• Exercise description
Update the listing below by replacing every "pointer" with "annotator" and leaving everything else the same.

[Records excerpted from a collection]

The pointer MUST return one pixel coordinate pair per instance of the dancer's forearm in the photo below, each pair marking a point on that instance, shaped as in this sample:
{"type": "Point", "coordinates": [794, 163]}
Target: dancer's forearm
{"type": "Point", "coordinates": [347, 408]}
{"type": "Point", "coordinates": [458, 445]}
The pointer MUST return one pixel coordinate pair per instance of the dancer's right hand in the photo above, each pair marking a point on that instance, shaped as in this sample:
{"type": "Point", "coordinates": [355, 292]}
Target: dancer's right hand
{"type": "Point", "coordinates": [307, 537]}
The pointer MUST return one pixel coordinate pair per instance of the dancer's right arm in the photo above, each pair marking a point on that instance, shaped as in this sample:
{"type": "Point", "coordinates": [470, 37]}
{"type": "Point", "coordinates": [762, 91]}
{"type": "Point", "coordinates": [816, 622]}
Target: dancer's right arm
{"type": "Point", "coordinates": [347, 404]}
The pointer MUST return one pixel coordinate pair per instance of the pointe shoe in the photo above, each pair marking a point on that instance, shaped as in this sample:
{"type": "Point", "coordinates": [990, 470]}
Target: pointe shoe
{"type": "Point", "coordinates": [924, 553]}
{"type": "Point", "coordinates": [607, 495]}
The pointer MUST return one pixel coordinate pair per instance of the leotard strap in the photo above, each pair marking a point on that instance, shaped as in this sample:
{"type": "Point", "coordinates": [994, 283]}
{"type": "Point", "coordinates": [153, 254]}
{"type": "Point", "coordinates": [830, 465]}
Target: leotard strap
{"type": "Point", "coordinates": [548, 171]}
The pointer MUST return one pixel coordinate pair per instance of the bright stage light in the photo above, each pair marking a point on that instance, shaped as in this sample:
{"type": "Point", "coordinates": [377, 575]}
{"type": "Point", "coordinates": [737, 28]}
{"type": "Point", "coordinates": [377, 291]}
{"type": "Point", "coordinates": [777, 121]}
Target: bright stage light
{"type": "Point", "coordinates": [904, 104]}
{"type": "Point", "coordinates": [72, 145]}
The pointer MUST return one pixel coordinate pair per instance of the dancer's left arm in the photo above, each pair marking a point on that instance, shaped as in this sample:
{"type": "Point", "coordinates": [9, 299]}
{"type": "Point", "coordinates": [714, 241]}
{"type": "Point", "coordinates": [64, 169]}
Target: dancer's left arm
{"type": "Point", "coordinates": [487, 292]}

• Exercise answer
The annotator MUST return one pixel coordinate pair per instance of the dancer's forearm in the photo below, each pair marking a point on that instance, shaped as in this sample:
{"type": "Point", "coordinates": [794, 163]}
Target: dancer's forearm
{"type": "Point", "coordinates": [347, 408]}
{"type": "Point", "coordinates": [458, 445]}
The annotator MUST return one pixel coordinate pair per instance of the dancer's right hand in the photo above, each pair marking a point on that instance, shaped as in this sample:
{"type": "Point", "coordinates": [355, 292]}
Target: dancer's right hand
{"type": "Point", "coordinates": [307, 537]}
The annotator MUST return one pixel coordinate pair per instance of the dancer's right arm in the photo above, each pair marking a point on that instance, shaped as in this sample:
{"type": "Point", "coordinates": [470, 37]}
{"type": "Point", "coordinates": [762, 91]}
{"type": "Point", "coordinates": [816, 622]}
Target: dancer's right arm
{"type": "Point", "coordinates": [347, 404]}
The annotator MUST return one pixel coordinate pair per instance of the pointe shoe in the photo above, each pair marking a point on that instance, shaped as in this sample:
{"type": "Point", "coordinates": [990, 470]}
Target: pointe shoe
{"type": "Point", "coordinates": [924, 553]}
{"type": "Point", "coordinates": [607, 495]}
The annotator MUST return one pixel coordinate pair per instance of the leotard strap in the photo above, each pair marking a point on that instance, shaped as in this sample:
{"type": "Point", "coordinates": [994, 283]}
{"type": "Point", "coordinates": [153, 254]}
{"type": "Point", "coordinates": [830, 465]}
Target: leotard strap
{"type": "Point", "coordinates": [548, 171]}
The annotator MUST return one pixel coordinate pair per instance of the bright stage light in the photo above, each pair marking a point on that instance, shaped as in this sample:
{"type": "Point", "coordinates": [377, 575]}
{"type": "Point", "coordinates": [737, 28]}
{"type": "Point", "coordinates": [377, 291]}
{"type": "Point", "coordinates": [777, 121]}
Target: bright stage light
{"type": "Point", "coordinates": [904, 104]}
{"type": "Point", "coordinates": [72, 145]}
The annotator MUST return one pixel coordinate pair per instance of the dancer's left arm in the photo above, each pair marking a point on that instance, shaped as in this sample:
{"type": "Point", "coordinates": [9, 299]}
{"type": "Point", "coordinates": [714, 241]}
{"type": "Point", "coordinates": [64, 169]}
Target: dancer's left arm
{"type": "Point", "coordinates": [487, 292]}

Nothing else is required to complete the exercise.